◆ **Exercise instructions**: Gather every line in the rows below that contains the word "blue", and copy each such line unchanged.

◆ **Input material**:
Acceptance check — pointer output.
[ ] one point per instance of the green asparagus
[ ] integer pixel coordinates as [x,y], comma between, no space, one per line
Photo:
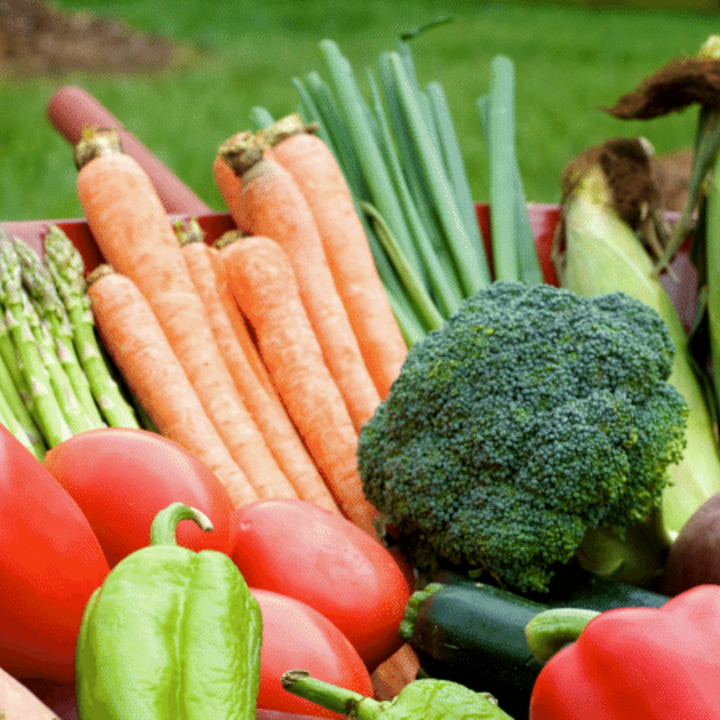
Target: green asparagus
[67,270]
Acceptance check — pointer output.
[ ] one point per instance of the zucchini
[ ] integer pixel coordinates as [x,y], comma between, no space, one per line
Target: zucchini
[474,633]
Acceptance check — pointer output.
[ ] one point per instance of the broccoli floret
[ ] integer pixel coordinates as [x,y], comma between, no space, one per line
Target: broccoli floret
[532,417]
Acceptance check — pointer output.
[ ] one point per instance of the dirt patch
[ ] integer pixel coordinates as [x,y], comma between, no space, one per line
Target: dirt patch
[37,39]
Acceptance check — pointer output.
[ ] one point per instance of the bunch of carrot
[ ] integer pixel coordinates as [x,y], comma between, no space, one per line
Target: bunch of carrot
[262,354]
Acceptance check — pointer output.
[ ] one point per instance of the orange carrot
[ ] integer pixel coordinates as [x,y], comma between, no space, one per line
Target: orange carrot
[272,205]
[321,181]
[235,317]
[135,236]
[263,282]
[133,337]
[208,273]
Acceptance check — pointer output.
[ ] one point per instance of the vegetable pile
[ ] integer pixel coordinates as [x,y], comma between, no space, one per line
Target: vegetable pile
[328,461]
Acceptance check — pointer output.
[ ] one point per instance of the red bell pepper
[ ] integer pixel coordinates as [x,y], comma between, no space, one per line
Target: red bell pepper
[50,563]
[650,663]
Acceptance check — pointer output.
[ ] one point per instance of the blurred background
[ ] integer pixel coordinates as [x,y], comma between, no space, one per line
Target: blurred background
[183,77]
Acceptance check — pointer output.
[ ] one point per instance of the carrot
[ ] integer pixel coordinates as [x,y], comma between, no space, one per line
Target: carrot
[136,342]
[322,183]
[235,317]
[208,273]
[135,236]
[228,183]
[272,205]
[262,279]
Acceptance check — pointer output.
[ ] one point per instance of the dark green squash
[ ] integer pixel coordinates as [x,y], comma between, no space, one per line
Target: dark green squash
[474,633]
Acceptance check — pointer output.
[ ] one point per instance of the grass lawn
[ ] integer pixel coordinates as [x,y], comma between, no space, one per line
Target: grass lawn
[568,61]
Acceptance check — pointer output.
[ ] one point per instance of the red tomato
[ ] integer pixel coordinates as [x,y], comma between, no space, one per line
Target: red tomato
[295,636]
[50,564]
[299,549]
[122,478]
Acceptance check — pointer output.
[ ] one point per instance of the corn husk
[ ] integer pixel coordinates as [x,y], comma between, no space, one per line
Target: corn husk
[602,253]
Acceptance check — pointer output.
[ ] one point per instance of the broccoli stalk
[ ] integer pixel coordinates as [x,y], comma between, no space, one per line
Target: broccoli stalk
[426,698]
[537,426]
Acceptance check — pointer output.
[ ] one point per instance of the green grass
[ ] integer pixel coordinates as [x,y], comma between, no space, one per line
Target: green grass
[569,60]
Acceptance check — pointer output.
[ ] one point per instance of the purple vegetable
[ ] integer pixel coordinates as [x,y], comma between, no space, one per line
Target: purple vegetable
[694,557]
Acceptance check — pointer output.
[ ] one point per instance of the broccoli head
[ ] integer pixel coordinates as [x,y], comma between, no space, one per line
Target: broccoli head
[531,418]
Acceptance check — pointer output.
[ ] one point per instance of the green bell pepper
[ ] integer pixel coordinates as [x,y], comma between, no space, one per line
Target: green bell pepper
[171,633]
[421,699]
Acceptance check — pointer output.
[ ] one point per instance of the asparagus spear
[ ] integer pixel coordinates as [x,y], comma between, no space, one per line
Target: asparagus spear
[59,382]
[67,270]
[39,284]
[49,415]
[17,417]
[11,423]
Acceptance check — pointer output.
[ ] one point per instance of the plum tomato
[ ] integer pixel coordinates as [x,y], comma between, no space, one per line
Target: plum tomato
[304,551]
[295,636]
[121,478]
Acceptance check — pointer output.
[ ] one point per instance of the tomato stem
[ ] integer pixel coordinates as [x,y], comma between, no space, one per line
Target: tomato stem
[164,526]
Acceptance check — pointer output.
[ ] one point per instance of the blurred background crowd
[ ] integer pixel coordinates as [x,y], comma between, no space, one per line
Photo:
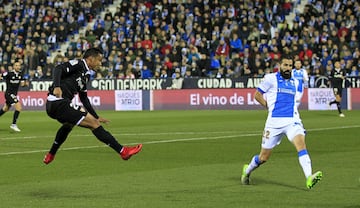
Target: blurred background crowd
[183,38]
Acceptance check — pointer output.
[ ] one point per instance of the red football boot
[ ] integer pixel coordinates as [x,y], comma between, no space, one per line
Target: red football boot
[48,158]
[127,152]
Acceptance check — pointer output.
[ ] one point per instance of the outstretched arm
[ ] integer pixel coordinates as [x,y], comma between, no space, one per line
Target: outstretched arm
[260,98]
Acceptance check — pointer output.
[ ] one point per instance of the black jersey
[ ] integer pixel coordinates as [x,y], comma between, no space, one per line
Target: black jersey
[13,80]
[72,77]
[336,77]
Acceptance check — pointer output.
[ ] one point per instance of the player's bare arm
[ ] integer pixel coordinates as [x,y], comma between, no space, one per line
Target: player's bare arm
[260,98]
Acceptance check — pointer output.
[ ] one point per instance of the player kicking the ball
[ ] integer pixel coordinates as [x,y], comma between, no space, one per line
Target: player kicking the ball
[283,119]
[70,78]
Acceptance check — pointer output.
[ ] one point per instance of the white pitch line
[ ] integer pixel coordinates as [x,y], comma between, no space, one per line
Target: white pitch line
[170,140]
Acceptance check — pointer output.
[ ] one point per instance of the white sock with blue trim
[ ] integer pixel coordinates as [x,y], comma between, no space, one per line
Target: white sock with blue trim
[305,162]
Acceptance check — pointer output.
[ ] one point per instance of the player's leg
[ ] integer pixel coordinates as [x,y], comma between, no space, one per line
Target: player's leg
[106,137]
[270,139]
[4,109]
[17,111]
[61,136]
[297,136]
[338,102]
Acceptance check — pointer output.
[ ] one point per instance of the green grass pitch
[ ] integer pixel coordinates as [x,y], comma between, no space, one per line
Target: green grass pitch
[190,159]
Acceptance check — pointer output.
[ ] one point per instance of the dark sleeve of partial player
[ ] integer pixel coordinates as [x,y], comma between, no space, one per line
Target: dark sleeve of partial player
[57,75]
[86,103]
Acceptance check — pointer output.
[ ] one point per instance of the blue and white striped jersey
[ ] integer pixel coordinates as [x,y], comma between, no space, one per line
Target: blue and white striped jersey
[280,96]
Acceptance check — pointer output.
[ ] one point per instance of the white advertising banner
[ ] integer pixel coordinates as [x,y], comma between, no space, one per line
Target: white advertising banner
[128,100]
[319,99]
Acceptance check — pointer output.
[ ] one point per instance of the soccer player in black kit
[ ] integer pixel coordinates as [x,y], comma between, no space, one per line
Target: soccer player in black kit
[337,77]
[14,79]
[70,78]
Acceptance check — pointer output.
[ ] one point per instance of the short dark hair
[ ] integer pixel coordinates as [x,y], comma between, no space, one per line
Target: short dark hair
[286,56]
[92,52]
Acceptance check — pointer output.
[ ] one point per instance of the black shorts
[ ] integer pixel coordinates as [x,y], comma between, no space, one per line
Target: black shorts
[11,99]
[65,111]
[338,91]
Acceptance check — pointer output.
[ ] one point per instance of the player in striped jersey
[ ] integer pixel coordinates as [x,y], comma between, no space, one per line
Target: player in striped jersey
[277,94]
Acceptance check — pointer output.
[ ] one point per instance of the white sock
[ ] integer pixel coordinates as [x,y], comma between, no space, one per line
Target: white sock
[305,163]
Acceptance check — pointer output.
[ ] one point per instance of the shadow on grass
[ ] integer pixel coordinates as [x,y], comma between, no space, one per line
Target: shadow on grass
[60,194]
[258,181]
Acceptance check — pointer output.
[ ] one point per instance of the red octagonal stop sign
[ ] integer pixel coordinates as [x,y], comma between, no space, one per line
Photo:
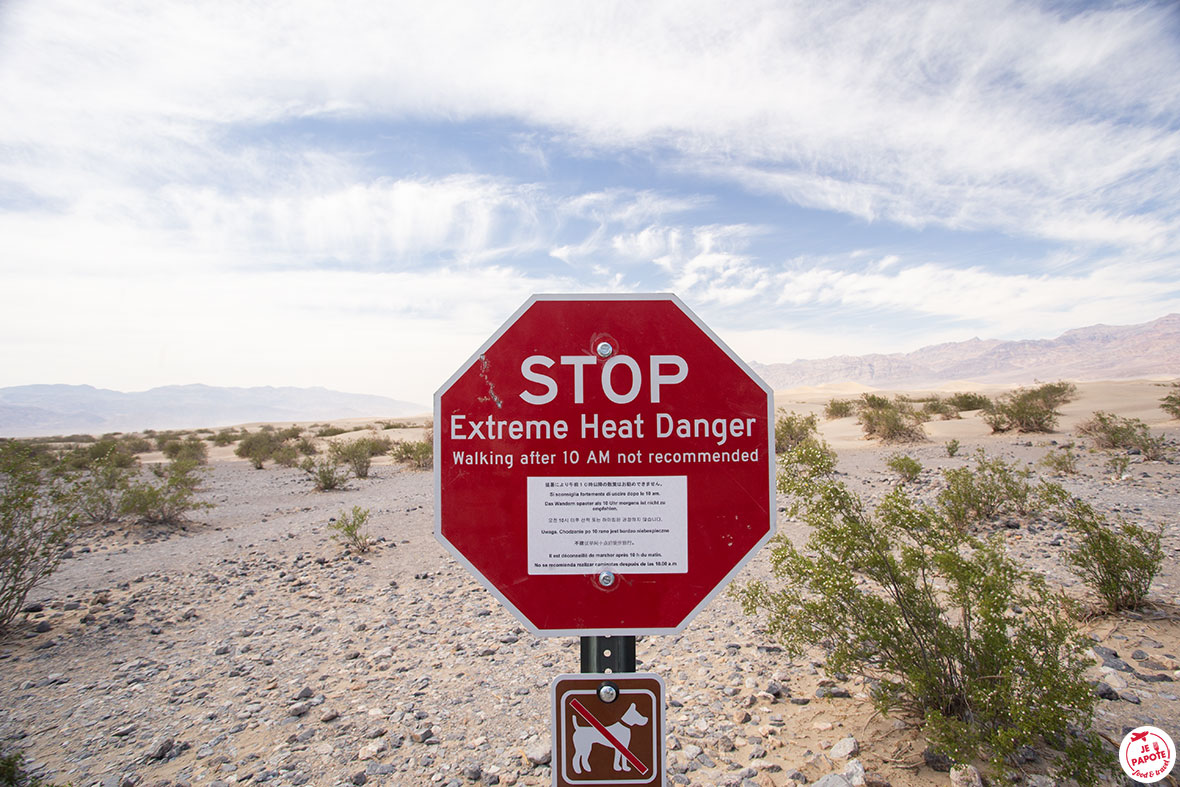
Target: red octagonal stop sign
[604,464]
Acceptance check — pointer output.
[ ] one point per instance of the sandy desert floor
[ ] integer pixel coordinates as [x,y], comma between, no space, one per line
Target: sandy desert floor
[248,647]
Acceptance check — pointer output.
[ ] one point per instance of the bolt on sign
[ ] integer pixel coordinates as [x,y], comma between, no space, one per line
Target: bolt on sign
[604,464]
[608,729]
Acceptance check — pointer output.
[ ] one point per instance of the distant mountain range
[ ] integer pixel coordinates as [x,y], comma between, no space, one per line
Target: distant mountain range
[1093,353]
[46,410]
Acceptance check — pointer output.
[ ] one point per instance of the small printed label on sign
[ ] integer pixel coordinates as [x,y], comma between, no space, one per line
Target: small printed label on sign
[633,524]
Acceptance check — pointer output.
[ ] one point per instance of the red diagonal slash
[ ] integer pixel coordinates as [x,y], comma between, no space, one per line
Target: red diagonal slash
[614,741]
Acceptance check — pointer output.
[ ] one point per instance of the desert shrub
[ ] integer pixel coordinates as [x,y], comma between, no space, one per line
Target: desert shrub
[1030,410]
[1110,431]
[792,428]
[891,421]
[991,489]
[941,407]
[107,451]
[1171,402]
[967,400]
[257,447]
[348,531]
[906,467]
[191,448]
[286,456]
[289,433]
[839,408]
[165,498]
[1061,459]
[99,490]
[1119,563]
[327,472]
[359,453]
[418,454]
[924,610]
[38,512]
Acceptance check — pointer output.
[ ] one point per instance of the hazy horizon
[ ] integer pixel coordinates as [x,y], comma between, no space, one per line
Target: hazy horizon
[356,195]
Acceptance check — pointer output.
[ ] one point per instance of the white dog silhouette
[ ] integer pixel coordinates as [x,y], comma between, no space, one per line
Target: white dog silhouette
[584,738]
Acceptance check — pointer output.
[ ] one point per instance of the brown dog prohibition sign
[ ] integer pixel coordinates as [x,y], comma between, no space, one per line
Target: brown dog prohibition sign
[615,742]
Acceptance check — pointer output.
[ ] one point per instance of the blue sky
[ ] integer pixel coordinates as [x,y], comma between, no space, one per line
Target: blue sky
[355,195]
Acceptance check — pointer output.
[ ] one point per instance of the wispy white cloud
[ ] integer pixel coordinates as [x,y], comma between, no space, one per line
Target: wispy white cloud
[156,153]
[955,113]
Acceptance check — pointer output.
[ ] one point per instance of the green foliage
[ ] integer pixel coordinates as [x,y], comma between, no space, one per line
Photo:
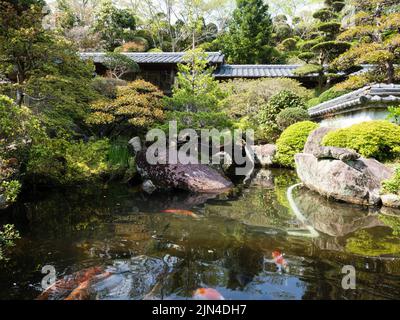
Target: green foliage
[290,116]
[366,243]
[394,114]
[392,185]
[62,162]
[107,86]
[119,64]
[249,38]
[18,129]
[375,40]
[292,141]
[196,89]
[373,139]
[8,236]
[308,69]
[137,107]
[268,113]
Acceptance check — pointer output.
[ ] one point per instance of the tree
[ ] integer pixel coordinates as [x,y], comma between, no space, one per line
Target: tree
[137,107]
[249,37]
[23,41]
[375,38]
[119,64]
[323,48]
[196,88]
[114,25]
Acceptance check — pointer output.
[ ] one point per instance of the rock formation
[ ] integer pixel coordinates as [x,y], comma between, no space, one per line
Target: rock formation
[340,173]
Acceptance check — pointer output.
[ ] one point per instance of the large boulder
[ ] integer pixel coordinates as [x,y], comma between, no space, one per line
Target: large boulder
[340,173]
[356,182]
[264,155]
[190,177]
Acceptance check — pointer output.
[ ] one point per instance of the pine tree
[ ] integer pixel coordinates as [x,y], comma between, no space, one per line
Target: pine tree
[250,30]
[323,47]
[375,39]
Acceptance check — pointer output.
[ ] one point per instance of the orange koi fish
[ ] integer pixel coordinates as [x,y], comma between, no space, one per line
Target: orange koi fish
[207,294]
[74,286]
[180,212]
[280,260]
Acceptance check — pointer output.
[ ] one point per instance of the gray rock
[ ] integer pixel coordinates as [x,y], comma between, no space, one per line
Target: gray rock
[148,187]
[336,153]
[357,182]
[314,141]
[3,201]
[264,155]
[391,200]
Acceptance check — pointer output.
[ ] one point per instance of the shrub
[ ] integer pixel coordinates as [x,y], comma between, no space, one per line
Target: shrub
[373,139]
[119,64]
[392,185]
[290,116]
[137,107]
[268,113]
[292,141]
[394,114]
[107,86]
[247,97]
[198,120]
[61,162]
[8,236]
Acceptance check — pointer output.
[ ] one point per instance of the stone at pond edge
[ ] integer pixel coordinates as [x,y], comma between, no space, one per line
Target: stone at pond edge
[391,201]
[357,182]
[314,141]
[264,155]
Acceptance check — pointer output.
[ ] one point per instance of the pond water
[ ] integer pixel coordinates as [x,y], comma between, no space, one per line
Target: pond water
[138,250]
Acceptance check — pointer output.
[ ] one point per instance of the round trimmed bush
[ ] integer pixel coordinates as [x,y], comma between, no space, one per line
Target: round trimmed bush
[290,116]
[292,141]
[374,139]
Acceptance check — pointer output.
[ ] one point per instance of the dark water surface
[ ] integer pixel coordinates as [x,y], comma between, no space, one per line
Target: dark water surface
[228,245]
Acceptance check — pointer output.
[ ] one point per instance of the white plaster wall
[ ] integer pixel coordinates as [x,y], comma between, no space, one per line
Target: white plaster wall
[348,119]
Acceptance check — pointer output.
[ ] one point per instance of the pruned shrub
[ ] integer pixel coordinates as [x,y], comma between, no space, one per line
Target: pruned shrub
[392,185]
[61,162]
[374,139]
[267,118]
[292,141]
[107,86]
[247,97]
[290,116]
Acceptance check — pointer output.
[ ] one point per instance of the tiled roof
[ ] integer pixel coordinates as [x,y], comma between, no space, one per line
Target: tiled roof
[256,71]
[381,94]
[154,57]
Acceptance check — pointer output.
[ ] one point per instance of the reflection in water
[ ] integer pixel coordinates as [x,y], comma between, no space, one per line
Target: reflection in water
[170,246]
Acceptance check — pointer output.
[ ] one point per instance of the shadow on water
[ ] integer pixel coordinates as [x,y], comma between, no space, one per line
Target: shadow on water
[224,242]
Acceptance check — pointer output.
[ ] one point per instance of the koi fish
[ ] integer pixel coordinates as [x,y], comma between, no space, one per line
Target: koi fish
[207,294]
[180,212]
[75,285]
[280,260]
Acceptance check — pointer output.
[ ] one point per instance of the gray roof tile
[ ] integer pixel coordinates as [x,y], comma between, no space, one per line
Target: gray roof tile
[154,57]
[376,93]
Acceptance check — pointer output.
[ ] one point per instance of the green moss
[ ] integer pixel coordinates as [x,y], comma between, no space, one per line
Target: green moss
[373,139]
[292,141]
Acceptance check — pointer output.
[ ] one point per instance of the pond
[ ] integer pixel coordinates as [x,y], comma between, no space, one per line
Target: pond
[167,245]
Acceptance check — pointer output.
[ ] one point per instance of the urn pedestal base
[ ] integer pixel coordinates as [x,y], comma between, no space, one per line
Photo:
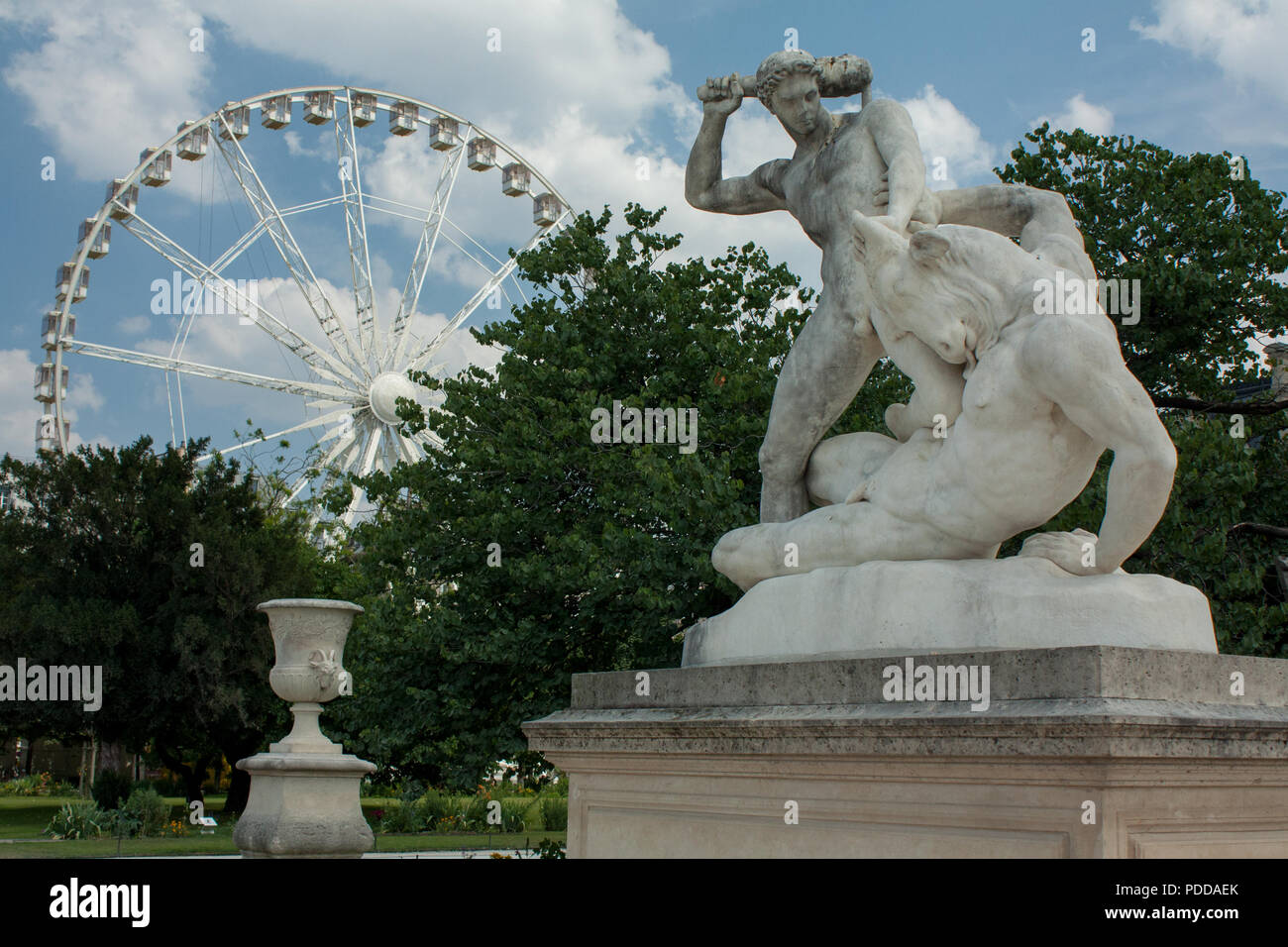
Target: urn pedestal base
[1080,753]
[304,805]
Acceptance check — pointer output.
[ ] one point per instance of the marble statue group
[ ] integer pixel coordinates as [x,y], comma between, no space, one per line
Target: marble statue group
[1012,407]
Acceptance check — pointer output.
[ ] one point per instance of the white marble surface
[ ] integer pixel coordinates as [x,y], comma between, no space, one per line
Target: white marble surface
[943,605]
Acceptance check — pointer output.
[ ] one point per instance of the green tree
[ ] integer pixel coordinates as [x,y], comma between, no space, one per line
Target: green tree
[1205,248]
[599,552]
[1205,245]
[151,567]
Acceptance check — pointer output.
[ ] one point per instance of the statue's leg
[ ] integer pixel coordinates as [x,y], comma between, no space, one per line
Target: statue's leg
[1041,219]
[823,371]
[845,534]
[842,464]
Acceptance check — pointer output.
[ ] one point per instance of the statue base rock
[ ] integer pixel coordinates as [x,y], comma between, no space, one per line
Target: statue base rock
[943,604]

◆ **Complete response**:
[ ] one point per instance of the white sock with blue trim
Target: white sock with blue trim
[ ] one point per instance of the blue and white striped jersey
Target: blue and white striped jersey
[ ] one point per instance of the blue sky
Target: blue sky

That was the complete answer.